AUFGABENSTELLUNG A
Ermitteln Sie, wie viele Zeilen der Einträge die Zeichenfolge „tile" enthalten, unter Beachtung der Groß- und Kleinschreibung. Ausgegeben wird ausschließlich die Zahl.

AUSGEWÄHLTER TEXTAUSZUG
□ □ □ □ □

"Die Kraft der Hoffnung nicht aufgeben"

Anselm Grün und Günter Hänsel
Julia Martin / Abtei Münsterschwarzach
Der Psalm 23 ist für Anselm Grün (rechts) und Günter Hänsel ein Hoffnungspsalm.
In krisengeschüttelten Zeiten
"Die Kraft der Hoffnung nicht aufgeben"
Anselm Grün, Benediktinermönch der Abtei Münsterschwarzach, und Günter Hänsel, evangelischer Pfarrer in Berlin, wollen in einer krisengeschüttelten Zeit die spirituelle Kraft der Hoffnung nicht aufgeben. Wo findet unsere Seele also in diesen Tagen Hoffnung? Sie haben ihre Gedanken dazu gemeinsam aufgeschrieben.

In vielen Gespräch der letzten Zeit hören wir immer wieder die Frage, worauf wir noch hoffen können. Wie wird es wohl weitergehen? In unserer Zeit der Krisen, Sorgen und Überforderung spüren wir immer wieder, dass sich Menschen nach Hoffnung sehnen. Die Krisen ängstigen die Seele. Das Leben ist fragil und verletzlich, das spüren wir gesellschaftlich und persönlich. Wo weiß sich unsere Seele geborgen?

In dieser Zeit finden wir Geborgenheit in den Worten von Psalm 23. Er ist für uns ein Hoffnungspsalm. Im Beten des Psalms spüren wir auch die Verbundenheit mit unseren jüdischen Geschwistern. Über Jahrhunderte sprechen Menschen in Bedrängnis und in schweren Stunden des Lebens diese Worte. In Zeiten der Sprachlosigkeit kann er Worte leihen. Inmitten der Turbulenzen des Lebens kann die leise Ahnung aufsteigen, dass da Hoffnung ist.

Kürzlich hat der deutsche Altphilologe Jonas Grethlein ein Buch zur Geschichte der Hoffnung veröffentlicht. Er beschreibt Hoffnung als ein Weltverhältnis, das in unserer Offenheit zur Zukunft verwurzelt ist: "Hoffnung setzt ein Bewusstsein für die eigenen Grenzen voraus – man hofft auf etwas, das möglich, aber unverfügbar ist."  Die Hoffnung weist den Weg auf etwas hin, was nicht sichtbar, doch schon jetzt anbricht und da ist.

□ □ □ □ □

ZU VERWENDENDE EINTRÄGE
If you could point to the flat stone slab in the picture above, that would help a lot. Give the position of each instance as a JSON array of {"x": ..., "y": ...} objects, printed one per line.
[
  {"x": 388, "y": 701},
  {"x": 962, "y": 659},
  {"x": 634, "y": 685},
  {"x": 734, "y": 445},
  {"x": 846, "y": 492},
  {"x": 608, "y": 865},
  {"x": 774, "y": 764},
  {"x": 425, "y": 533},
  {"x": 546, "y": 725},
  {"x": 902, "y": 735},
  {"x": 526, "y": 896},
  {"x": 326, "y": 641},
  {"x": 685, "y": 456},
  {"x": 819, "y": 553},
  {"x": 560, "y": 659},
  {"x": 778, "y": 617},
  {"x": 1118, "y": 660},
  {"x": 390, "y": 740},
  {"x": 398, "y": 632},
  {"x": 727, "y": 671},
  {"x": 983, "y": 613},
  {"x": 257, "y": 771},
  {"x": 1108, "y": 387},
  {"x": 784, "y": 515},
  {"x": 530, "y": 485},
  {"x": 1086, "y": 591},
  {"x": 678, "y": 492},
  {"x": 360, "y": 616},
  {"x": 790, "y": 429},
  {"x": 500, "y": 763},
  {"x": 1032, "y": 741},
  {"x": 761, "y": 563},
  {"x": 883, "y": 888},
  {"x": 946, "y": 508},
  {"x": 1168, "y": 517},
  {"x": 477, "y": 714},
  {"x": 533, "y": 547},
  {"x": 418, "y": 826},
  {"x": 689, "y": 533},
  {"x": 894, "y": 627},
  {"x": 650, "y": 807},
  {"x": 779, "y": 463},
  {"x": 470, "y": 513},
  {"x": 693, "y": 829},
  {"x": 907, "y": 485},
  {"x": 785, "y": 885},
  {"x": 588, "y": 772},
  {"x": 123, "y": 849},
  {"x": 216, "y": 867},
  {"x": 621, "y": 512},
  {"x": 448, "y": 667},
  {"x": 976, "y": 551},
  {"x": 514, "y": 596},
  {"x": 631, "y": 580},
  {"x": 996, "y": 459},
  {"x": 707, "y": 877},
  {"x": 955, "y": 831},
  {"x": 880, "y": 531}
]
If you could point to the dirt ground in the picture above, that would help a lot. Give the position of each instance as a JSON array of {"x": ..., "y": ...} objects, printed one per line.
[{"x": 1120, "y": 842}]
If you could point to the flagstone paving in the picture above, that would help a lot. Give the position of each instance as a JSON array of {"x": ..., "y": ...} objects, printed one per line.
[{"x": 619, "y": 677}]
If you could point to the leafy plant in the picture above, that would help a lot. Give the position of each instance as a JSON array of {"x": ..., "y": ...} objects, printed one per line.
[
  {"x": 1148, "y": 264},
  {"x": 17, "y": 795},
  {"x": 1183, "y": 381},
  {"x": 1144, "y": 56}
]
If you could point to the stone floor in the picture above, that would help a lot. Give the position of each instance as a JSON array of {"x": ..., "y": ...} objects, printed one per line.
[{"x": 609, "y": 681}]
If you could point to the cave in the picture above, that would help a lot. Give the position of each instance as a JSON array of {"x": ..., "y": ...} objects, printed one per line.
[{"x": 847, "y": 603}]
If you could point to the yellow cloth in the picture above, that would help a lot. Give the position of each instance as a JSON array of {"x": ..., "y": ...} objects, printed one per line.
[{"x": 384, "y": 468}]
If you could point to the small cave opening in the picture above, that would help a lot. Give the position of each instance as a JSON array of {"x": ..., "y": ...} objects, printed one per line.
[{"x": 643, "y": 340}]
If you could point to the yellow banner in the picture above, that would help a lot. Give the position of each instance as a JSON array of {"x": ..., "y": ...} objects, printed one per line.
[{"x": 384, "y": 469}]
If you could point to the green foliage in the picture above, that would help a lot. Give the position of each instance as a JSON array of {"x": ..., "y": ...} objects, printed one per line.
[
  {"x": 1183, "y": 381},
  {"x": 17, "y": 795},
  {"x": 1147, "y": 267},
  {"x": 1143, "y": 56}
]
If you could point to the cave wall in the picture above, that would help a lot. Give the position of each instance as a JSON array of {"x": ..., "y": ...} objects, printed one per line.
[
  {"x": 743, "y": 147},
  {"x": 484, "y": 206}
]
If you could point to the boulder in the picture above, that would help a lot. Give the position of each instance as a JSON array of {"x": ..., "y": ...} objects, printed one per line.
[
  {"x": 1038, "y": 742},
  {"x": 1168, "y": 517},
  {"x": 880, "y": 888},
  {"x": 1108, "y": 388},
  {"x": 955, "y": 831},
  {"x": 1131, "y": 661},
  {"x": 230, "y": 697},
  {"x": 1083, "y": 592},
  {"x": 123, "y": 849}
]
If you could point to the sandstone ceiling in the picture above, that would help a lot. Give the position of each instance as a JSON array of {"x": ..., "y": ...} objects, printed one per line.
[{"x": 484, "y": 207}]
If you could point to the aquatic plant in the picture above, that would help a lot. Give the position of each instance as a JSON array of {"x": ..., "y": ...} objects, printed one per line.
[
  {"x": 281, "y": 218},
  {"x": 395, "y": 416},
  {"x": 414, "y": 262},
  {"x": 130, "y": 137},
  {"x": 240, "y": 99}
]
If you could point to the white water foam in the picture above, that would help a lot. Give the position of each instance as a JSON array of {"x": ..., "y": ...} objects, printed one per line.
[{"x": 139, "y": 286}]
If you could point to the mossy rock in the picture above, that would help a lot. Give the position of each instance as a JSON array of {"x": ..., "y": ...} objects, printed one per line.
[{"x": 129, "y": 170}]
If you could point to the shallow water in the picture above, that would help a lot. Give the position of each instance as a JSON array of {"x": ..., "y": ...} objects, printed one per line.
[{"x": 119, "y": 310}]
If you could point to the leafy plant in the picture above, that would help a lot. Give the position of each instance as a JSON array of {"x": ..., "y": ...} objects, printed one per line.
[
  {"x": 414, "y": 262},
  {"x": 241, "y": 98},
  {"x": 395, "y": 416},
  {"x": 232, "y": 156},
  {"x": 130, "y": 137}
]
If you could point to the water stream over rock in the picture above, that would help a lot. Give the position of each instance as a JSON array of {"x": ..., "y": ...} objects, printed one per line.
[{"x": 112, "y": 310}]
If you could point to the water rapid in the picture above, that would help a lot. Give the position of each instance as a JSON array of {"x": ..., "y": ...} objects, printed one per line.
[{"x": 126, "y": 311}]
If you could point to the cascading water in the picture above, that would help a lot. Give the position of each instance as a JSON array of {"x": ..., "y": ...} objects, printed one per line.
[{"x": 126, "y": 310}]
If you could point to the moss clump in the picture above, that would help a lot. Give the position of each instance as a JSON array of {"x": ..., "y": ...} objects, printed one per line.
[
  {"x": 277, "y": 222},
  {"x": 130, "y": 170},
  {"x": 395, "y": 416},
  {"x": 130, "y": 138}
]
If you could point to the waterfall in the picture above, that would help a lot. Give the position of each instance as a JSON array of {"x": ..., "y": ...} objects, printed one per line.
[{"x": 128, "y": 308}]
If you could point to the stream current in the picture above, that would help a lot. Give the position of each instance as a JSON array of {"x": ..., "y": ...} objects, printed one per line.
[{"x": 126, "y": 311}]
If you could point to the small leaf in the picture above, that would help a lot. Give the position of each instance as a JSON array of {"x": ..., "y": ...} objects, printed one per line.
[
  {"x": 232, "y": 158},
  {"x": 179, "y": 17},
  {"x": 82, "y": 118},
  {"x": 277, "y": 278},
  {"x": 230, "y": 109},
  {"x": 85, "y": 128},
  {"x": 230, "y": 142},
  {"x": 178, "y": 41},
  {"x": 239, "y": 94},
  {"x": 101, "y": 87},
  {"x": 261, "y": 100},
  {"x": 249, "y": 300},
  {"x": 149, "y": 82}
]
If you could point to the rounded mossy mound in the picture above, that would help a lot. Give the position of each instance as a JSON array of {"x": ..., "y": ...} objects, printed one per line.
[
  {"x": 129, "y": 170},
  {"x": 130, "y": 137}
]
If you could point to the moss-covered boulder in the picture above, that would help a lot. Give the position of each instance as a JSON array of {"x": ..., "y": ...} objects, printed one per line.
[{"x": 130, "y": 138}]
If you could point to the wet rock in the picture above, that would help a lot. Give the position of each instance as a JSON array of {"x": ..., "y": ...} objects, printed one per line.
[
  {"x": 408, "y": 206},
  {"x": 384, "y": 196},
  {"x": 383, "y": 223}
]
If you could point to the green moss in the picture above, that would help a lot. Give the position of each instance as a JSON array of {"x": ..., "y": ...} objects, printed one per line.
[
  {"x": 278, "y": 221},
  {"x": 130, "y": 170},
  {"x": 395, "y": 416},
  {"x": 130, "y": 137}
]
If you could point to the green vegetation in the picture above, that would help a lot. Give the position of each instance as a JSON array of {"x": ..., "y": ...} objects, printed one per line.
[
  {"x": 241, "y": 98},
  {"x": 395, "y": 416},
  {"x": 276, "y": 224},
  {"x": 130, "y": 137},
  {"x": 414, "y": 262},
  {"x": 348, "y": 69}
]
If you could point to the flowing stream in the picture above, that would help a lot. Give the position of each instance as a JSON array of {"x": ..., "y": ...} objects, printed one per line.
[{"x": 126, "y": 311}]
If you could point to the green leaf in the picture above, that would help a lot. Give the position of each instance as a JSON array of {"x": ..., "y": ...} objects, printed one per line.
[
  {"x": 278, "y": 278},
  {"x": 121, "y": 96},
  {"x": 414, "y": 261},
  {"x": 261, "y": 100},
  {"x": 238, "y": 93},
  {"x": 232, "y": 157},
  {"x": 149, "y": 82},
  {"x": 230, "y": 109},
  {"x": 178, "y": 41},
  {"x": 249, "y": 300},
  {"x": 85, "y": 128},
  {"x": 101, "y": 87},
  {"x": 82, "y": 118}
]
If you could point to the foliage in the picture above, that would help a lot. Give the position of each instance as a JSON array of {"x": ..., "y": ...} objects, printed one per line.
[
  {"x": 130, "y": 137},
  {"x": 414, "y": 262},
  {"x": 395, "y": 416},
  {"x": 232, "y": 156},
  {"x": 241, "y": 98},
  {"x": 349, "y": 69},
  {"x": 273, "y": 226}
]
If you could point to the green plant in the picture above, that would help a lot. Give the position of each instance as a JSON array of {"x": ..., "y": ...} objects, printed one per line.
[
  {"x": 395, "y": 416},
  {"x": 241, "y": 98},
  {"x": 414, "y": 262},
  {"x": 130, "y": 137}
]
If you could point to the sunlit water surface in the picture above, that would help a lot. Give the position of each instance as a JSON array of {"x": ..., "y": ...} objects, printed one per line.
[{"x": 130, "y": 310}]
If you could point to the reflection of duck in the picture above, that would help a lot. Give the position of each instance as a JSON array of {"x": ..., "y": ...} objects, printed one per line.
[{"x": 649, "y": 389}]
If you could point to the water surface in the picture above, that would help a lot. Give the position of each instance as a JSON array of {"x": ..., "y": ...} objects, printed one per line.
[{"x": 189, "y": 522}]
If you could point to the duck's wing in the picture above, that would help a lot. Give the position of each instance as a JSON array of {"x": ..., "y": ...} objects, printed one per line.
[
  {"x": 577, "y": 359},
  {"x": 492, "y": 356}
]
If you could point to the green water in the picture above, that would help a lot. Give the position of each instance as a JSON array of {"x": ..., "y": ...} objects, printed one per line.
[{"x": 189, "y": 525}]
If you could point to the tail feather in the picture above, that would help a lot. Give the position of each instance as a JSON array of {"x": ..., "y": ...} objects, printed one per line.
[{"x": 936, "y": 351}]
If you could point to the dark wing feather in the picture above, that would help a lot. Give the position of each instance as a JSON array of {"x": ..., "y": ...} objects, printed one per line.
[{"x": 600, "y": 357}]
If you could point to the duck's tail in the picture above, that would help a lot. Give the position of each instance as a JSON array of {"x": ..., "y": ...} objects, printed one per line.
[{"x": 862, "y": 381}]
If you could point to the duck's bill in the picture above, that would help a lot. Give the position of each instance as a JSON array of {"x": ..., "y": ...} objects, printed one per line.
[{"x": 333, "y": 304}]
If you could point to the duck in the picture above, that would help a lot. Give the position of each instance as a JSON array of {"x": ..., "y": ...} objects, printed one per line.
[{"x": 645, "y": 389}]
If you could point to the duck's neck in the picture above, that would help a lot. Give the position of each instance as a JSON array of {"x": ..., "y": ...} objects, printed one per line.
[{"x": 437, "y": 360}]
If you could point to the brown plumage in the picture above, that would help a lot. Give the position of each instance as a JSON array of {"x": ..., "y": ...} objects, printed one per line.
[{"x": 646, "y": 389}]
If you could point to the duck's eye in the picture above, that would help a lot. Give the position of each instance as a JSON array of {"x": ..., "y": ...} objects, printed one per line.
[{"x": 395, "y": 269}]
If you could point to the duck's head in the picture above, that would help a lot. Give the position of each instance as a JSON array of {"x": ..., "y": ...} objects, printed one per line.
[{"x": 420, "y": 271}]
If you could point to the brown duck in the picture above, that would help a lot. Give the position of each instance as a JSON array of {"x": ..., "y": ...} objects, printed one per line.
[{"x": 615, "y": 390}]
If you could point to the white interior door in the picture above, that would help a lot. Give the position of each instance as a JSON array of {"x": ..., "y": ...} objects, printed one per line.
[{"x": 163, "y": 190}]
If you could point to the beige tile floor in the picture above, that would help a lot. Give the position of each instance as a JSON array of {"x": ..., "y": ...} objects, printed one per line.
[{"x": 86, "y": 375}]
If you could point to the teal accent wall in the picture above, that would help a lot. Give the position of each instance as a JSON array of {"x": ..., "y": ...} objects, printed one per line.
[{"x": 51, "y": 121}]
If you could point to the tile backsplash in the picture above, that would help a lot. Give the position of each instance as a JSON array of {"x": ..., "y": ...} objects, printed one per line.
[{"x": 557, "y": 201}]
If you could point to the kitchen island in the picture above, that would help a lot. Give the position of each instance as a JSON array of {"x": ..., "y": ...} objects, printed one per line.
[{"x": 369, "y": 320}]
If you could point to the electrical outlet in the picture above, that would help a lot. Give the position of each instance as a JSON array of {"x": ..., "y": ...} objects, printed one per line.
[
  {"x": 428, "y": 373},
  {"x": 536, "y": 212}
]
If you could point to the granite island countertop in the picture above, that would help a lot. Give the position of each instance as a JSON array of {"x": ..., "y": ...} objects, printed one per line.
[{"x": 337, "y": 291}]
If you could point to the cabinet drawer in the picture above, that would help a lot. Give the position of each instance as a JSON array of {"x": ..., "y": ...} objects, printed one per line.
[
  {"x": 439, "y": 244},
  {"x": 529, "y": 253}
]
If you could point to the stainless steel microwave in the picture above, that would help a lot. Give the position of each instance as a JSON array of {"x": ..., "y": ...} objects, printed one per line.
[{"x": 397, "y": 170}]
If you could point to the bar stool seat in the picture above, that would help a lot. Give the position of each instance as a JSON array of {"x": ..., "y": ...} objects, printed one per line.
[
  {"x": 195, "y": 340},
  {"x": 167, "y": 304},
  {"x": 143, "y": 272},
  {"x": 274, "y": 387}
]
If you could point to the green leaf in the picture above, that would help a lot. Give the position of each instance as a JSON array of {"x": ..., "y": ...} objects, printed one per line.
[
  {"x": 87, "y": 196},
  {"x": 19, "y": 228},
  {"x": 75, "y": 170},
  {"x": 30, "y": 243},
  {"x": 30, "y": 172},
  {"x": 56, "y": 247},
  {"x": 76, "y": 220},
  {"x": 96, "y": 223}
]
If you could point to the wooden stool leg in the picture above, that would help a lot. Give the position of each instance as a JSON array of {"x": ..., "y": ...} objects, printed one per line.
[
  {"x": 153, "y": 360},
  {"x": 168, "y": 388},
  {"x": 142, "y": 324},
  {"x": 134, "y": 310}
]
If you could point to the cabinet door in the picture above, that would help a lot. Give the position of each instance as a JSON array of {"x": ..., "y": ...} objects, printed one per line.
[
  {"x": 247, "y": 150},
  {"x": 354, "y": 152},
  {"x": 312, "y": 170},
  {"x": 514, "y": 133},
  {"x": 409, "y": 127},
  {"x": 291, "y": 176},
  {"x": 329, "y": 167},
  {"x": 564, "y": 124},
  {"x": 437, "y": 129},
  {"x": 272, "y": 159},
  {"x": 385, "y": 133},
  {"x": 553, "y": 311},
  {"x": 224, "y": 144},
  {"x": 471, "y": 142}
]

□ □ □ □ □

AUFGABENSTELLUNG B
Beantworten Sie anhand des Textauszugs über Hoffnung die folgenden Fragen:
(i) In welcher Stadt ist Günter Hänsel als evangelischer Pfarrer tätig?
(ii) Als was bezeichnen die Verfasser Psalm 23?
(iii) Zu welchem Thema hat Jonas Grethlein kürzlich ein Buch veröffentlicht?

LÖSUNG A
2

LÖSUNG B
(i) In Berlin.
(ii) Als Hoffnungspsalm.
(iii) Zur Geschichte der Hoffnung.